Object position labeling entries:

>> Begin

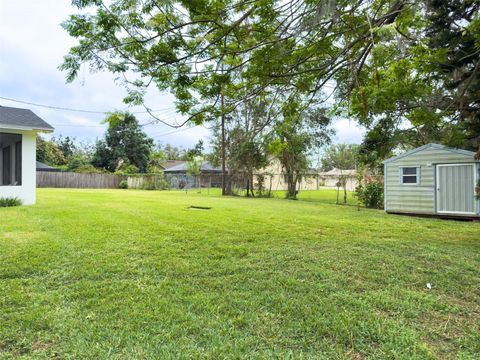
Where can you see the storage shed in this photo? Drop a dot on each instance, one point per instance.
(433, 180)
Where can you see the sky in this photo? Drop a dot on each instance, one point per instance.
(32, 46)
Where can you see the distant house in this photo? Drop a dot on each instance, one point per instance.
(18, 134)
(167, 164)
(433, 179)
(44, 167)
(311, 180)
(210, 176)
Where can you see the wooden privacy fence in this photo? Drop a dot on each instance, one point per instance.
(48, 179)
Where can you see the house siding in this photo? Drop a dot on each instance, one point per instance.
(27, 191)
(417, 198)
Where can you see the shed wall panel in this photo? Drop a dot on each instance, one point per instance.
(417, 198)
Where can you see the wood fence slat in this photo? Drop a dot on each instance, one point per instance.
(46, 179)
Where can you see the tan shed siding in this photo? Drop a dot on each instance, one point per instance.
(417, 198)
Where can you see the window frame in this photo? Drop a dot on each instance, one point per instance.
(13, 174)
(417, 175)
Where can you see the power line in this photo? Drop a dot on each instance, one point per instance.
(76, 110)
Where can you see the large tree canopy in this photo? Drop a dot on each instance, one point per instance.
(125, 145)
(410, 68)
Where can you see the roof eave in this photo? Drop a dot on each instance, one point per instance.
(26, 128)
(431, 145)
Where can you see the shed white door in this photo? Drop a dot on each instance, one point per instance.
(456, 188)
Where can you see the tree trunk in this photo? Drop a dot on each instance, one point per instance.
(291, 186)
(252, 188)
(224, 174)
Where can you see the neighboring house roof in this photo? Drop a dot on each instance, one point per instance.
(171, 163)
(44, 167)
(428, 146)
(22, 119)
(339, 172)
(182, 168)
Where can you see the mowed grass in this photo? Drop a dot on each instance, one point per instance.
(124, 274)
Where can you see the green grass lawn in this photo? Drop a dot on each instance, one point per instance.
(126, 274)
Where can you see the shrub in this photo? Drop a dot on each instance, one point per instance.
(371, 194)
(9, 202)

>> End

=== To be done ===
Rewrite the lines from the line with "Where can you see the neighboring" through the last line, keeping each request unchanged. Multiply every coordinate in the answers by 0.6 and round to whole numbers, with halves rounded up.

=== The result ===
Where can you see the neighboring house roof in this photo? Drop a dot on each instance, one point per instance.
(103, 98)
(26, 100)
(257, 88)
(13, 71)
(203, 103)
(109, 101)
Where can you see the mowed grass in this photo? Drop a dot on each instance, one point per instance.
(74, 164)
Where can you see the green grass lawn in this photo? Drop a dot on each instance, one point per instance.
(76, 164)
Where can you see the shrub in this photo? Drop a dot on each instance, one point per instance.
(223, 116)
(5, 121)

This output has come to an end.